> _Requirement_
Count the lines in the records below that contain the word "gravel", and give only the number.

> _Entries supplied_
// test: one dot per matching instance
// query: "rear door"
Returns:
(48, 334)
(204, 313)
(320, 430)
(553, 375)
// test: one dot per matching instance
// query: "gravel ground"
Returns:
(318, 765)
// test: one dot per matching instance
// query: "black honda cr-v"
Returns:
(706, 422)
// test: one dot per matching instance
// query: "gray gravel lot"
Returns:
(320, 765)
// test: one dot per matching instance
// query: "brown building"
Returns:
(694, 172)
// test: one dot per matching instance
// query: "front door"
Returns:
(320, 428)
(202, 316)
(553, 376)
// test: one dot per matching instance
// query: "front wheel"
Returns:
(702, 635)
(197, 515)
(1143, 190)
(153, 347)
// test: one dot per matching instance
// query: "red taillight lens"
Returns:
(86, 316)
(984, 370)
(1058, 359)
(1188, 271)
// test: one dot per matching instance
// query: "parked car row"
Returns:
...
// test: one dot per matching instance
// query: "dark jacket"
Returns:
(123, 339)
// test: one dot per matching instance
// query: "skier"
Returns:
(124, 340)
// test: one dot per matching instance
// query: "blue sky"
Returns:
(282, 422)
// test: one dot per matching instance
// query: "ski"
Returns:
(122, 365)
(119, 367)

> _Result_
2